**Stored data entries**
------------------------

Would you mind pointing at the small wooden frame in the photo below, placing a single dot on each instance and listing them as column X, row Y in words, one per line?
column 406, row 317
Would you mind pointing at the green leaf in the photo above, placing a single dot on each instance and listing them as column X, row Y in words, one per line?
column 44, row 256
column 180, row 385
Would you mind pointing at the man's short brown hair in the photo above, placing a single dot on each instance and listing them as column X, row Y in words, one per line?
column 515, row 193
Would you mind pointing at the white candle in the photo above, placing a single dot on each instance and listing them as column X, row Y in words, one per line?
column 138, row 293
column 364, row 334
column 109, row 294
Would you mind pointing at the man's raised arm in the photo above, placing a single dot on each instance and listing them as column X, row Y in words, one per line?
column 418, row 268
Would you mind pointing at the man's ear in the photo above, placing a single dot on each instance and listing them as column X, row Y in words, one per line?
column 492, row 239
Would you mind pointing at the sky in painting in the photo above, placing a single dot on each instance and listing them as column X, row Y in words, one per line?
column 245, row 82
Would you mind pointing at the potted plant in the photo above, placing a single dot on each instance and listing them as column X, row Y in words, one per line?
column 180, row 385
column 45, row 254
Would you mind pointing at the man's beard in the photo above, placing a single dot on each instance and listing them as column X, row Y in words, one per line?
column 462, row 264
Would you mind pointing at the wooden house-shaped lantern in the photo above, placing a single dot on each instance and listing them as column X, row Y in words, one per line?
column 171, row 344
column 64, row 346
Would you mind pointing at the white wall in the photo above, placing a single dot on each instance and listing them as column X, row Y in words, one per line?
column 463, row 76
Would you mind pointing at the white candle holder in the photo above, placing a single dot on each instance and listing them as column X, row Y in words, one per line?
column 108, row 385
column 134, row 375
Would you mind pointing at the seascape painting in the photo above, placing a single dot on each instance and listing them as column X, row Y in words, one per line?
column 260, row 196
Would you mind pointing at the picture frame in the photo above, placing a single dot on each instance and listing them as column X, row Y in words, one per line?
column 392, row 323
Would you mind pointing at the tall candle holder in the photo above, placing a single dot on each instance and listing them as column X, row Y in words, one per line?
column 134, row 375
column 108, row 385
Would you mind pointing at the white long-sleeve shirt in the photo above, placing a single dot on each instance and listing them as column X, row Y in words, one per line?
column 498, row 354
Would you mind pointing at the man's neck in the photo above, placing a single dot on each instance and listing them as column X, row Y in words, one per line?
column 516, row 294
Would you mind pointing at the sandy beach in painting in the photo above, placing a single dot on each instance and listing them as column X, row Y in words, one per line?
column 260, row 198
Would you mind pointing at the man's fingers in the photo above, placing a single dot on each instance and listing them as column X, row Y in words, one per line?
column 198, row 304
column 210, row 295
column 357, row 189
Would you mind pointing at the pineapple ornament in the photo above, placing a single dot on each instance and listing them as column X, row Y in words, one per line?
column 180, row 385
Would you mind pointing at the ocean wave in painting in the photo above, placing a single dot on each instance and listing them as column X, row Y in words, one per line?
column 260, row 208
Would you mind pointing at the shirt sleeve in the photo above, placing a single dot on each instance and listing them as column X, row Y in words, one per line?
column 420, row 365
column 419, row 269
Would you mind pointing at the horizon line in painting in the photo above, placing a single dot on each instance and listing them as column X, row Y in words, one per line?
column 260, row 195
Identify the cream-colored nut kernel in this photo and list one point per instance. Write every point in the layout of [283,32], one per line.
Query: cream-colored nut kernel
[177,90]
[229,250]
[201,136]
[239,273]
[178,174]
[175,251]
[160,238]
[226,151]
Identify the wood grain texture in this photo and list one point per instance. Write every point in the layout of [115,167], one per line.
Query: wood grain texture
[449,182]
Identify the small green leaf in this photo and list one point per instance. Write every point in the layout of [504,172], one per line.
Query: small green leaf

------------------------

**Directions**
All the data above should be set down a second time, exactly.

**Finished exercise**
Would you mind pointing at the small wooden frame in the photo below, placing a single dot on each instance and listing them as column X, row Y in words, one per line?
column 406, row 317
Would you mind pointing at the green leaf in the photo above, placing a single dot on each instance and listing them as column X, row Y in words, one per line?
column 44, row 256
column 180, row 385
Would you mind pointing at the man's short brown hair in the photo above, placing a single dot on each instance and listing them as column X, row Y in words, one per line?
column 515, row 193
Would you mind pointing at the white candle in the photo above, placing a single dot on each instance and listing them as column X, row Y in words, one per line?
column 138, row 293
column 364, row 334
column 109, row 294
Would you mind pointing at the man's raised arm in the photo above, placing a single dot on each instance and listing them as column X, row Y in words, one per line?
column 418, row 268
Would you mind pointing at the man's ear in the photo above, placing a single dot on each instance and listing them as column X, row Y in words, one per line?
column 492, row 239
Would you mind pointing at the sky in painting in the photo above, placing a single dot on each instance and listing them as column X, row Y in words, one per line?
column 245, row 82
Would you mind pointing at the potted plant in the photo above, placing a single dot on each instance and listing them as column X, row Y in words, one per line?
column 180, row 385
column 45, row 254
Would you mind pointing at the man's beard in the photo above, placing a single dot on each instance and listing them as column X, row Y in words, one per line?
column 462, row 264
Would you mind pointing at the wooden house-shaped lantern in the photo above, placing a single dot on each instance and listing them as column X, row Y in words, one per line?
column 171, row 344
column 64, row 346
Would you mind pointing at the white wall in the photo above, placing a single dot on each instance and listing them as column X, row Y in words, one per line?
column 463, row 76
Would you mind pointing at the white candle holder in the photo above, placing a single dot on each instance and listing them as column X, row Y in words, one per line?
column 108, row 385
column 134, row 375
Would you mind pointing at the seascape painting in the photo above, placing a single dot on each instance and listing them as column X, row Y in words, one per line?
column 260, row 196
Would you mind pointing at the picture frame in the photo above, placing a single dot on each instance and listing them as column X, row Y in words, one per line?
column 392, row 323
Would you mind pointing at the tall candle holder in the photo above, placing a single dot on each instance and listing them as column X, row Y in words, one per line?
column 134, row 375
column 108, row 385
Would you mind pointing at the white long-sleeve shirt in the photo above, placing a single dot on each instance and listing them as column X, row Y in words, one per line?
column 498, row 354
Would you mind pointing at the man's neck in the photo above, placing a single dot on each instance and listing them as column X, row Y in words, one per line?
column 516, row 294
Would you mind pointing at the sandy beach in painting in the photo above, placing a single dot on each instance and listing them as column X, row Y in words, one per line?
column 260, row 198
Would you mind pointing at the man's fingers in the photo above, placing a single dot on each instance and listing them as column X, row Y in words, one per line?
column 198, row 304
column 210, row 295
column 357, row 189
Would you mind pointing at the pineapple ornament in the photo above, placing a single dot on each instance and listing them as column X, row Y in words, one per line?
column 180, row 385
Would you mind pointing at the ocean wave in painting in the photo above, placing a single dot on each instance and listing them as column X, row Y in words, one per line?
column 260, row 208
Would you mind pointing at the shirt sleeve in the photo above, placing a single dot on each instance and listing them as column X, row Y in words, one per line?
column 420, row 365
column 419, row 269
Would you mind pointing at the horizon line in painting in the photo above, placing a single dot on each instance and listing them as column X, row Y in words, one per line?
column 260, row 195
Identify the cream-colored nut kernel in this photo and list one point per instance. Write every point in the layout of [283,32], one per line.
Query: cream-colored nut kernel
[177,90]
[229,250]
[201,136]
[239,273]
[178,174]
[175,251]
[160,238]
[226,151]
Identify the wood grain texture in this photo and list one point per instance. Write every point in the layout of [115,167], one per line.
Query: wood grain texture
[449,182]
Identify the small green leaf in this photo and list one point per instance. Write every point in the layout of [504,172], one per line.
Query: small green leaf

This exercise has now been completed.